### Reading text
Five Below: How Two Bankrupt Founders Built a $5 Empire
Five Below ranks #89 on NRF's Top 100 Retailers with $4.76B in sales. Its founders had already gone bankrupt twice before betting on stuff under $5.

Part of Retailer Playbooks — history-first profiles of every company on the NRF Top 100 Retailers list.
Five Below sits at #89 on NRF's Top 100 Retailers 2026 list, the National Retail Federation's annual ranking of U.S. retailers by sales, with $4.76 billion in 2025 U.S. retail sales. That number is easy to read as an overnight success story about cheap candy and phone cases. It isn't. Five Below exists because two Philadelphia retailers had already failed at the thing everyone told them was the smart version of this business, and built the opposite of it instead.
The two failures that came first
David Schlessinger's first company was Encore Books, a regional bookstore chain that eventually folded. His second was Zany Brainy, an educational toy retailer he founded in 1991 that ran workshops, author visits, and concerts alongside its shelves of learning-focused toys, with Thomas Vellios eventually running it as CEO. Zany Brainy grew into a real chain, then bought a rival, Noodle Kidoodle, in 2000. The combined company couldn't carry the debt and overhead. By May 2001 it was in Chapter 11, and its roughly 187 stores were sold off in pieces, with the last locations closed by the end of 2003, according to Wikipedia's account of Zany Brainy.
That is the part of the story a retail historian lingers on, because Schlessinger and Vellios didn't wait for Zany Brainy to finish dying before starting again. They opened the first Five Below store in Wayne, Pennsylvania, in October 2002, according to Wikipedia's Five Below entry — while their previous company was still working through liquidation. Whatever conclusions they drew from watching an ambitious, curated, experience-heavy specialty retailer collapse under its own cost structure, they applied fast.

### Raw records
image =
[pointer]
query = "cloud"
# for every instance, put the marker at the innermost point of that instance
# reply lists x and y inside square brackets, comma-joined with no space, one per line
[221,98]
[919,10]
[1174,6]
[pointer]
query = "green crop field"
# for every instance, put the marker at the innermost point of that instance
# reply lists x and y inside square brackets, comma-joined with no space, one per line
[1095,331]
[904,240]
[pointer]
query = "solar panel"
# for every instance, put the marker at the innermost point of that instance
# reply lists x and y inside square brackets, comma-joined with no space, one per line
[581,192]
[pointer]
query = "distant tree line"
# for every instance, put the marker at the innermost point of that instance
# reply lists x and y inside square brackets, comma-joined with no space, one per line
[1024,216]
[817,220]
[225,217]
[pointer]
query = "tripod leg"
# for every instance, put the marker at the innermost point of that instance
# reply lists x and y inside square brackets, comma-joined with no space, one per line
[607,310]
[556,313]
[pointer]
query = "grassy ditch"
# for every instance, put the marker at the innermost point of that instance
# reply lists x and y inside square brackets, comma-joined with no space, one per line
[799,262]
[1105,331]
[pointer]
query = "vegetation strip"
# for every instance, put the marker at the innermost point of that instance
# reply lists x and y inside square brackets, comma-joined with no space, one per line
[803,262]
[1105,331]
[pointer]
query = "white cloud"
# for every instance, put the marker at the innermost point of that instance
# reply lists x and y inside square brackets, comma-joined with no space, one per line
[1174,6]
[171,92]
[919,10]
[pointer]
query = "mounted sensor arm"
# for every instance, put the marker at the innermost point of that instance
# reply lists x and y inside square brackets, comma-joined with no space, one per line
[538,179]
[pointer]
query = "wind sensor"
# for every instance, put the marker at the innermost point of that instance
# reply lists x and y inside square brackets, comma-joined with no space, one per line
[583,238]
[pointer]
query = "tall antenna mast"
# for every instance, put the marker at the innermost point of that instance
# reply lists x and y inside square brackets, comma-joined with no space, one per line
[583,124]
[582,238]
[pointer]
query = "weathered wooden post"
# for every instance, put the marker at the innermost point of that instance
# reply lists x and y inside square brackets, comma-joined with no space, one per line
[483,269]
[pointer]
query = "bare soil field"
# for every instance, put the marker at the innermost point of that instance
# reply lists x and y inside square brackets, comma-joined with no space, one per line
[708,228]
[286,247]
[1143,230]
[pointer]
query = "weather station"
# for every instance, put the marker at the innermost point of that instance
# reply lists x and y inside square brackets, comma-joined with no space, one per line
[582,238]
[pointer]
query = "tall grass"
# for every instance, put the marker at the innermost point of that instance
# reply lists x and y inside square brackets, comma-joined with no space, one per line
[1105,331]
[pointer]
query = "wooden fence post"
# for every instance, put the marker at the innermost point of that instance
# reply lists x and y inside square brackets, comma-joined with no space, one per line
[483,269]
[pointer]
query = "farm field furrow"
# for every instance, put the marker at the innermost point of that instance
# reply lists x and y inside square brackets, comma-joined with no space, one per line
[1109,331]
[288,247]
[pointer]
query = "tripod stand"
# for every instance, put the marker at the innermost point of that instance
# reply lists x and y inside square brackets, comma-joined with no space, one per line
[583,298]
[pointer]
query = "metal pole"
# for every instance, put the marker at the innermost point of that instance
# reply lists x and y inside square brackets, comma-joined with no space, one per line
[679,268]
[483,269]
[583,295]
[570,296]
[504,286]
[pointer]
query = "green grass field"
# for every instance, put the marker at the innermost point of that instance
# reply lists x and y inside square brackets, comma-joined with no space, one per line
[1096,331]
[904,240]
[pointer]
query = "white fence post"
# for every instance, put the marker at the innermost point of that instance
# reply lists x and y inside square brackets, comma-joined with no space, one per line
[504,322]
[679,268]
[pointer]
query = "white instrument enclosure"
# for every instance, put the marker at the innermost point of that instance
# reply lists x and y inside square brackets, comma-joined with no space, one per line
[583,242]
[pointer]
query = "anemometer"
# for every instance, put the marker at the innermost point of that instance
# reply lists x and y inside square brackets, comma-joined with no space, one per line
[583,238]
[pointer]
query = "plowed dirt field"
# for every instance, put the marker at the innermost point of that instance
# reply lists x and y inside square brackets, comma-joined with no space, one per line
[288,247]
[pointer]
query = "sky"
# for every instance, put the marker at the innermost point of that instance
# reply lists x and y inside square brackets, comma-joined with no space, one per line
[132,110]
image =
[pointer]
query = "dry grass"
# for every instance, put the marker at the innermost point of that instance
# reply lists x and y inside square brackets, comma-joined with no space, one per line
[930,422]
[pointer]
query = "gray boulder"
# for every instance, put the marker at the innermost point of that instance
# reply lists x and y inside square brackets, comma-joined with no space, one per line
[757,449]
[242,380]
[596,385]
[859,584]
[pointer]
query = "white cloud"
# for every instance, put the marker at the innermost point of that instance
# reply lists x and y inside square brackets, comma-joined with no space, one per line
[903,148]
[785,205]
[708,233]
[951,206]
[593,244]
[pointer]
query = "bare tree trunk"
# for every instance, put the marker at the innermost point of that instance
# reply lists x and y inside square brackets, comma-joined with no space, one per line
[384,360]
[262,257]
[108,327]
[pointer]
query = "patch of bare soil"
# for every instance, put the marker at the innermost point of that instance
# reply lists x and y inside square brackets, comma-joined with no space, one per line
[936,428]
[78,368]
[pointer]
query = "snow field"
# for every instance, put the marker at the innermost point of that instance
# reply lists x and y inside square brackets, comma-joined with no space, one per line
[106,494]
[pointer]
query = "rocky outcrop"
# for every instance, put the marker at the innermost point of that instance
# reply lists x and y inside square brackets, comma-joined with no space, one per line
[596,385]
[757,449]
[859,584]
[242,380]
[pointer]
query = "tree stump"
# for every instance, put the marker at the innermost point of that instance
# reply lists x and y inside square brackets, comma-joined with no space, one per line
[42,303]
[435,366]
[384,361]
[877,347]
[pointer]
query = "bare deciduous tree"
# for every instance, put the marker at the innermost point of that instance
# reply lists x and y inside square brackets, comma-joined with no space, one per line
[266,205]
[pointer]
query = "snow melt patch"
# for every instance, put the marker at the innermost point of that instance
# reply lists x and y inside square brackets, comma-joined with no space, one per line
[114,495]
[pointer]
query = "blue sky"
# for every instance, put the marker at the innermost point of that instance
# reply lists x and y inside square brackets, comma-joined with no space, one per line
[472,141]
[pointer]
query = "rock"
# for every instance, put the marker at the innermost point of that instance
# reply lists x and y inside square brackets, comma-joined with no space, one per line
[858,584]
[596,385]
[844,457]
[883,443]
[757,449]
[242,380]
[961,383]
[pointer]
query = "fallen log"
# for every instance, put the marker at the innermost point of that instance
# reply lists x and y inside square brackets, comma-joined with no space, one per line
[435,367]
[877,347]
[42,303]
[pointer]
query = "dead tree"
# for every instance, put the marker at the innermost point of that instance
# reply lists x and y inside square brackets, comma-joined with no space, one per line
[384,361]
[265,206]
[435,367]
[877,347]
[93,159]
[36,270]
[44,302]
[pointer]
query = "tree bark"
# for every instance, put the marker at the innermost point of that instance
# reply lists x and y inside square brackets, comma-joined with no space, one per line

### Aim of the exercise
Could you pick up the Five Below history at the end of its last sentence and continue it?

### In response
Building the opposite company on purpose
Zany Brainy sold expertise: staff who knew educational toys, in-store programming, a curated assortment aimed at parents who wanted to make a smart choice. Five Below sells almost none of that. Nearly everything in the store rings up at $5 or less, in stores averaging around 8,000 square feet, aimed squarely at tweens and teens with cash in their pocket and no shopping list. There is no expert on staff explaining why one item beats another. The price ceiling does the persuading, and a fast-churning, trend-chasing assortment of candy, tech accessories, room décor, beauty, sports gear, and seasonal novelties does the rest.
That is the unique insight worth naming plainly: Five Below's real invention wasn't the $5 price point, which plenty of dollar stores had already claimed. It was a deliberate structural inversion of the two businesses that had just failed on them. Where Zany Brainy asked customers to trust curation and staff knowledge, Five Below asks customers to trust almost nothing except that everything in reach costs less than a movie ticket. Lower the ceiling far enough and you don't need deep category expertise to sell the room decor next to the candy next to the phone case. The price does the work that a knowledgeable buyer used to do, and impulse replaces intention as the reason to walk in.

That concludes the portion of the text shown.